:: Selected excerpt ::

===

Guest column by Dan Hampton, Managing Director and Head of Commercial Real Estate, BMO Harris Bank
As developers and city governments look to revitalize older urban areas, an increasingly popular tactic is adaptive reuse, adapting an old building or larger site for a new purpose. Adaptive reuse provides opportunities for commercial real estate firms. But you also must be aware of the risks involved.
Several Midwestern cities have used adaptive reuse to their advantage. In Milwaukee, the site of the old Pabst brewery is gradually being redeveloped, part of which includes the new Brewhouse Inn & Suites boutique hotel. Indianapolis is currently converting the old Bush Stadium minor league ballpark into an apartment complex called Stadium Lofts.
As more people are moving from the suburbs to urban centers to be closer to jobs and cultural amenities, cities are turning to adaptive reuse as a sustainable form of development. Repurposing historic sites provides several advantages, including:
- Preservation of an area’s historical legacy while creating valuable new use.
- Location. Sites and buildings targeted for adaptive reuse are typically located in the center of large cities.
- Buildings may be located in designated historic preservation zones, which means developers can’t tear down the structure just to get to the land. Developers must purchase the structure as an adaptive reuse project to preserve the building’s exterior historical characteristics.
- The buildings typically feature historical period details, such as ornate concrete work and brick molding, that provide an architectural value often not available through new construction. This can be particularly appealing to the hospitality, office and retail industries.
The financing options for adaptive reuse can also be advantageous to investors. If the city owns the property, it may be willing to sell it for a nominal sum in the hopes that the redeveloped property will generate tax revenue. Alternatively, the city may provide tax increment financing (TIFs) as an incentive for adaptive reuse projects. Additionally, federal tax credits may be available for developing affordable housing. Such financing structures can lessen the financial burden for commercial real estate investors.

===

:: Provided material ::
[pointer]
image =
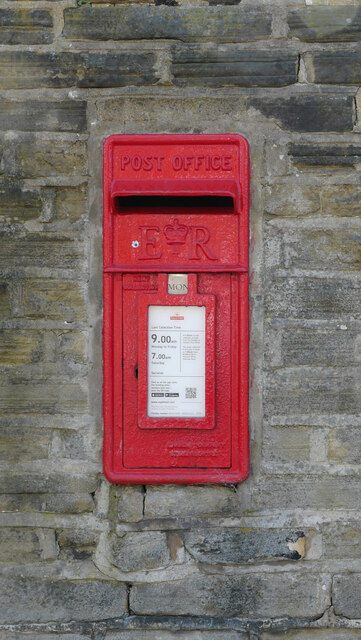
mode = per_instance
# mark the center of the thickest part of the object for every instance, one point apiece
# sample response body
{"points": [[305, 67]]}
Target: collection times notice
{"points": [[176, 362]]}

===

:: Work to complete ::
[1] According to the guest column, what is Indianapolis converting the old Bush Stadium into?
[2] Rewrite the guest column between "As more people" and "valuable new use.", inclusive, changing "suburbs" to "outskirts".
You can leave the items aside; they are not needed.

:: Solutions in order ::
[1] An apartment complex called Stadium Lofts.

[2]
As more people are moving from the outskirts to urban centers to be closer to jobs and cultural amenities, cities are turning to adaptive reuse as a sustainable form of development. Repurposing historic sites provides several advantages, including:
- Preservation of an area’s historical legacy while creating valuable new use.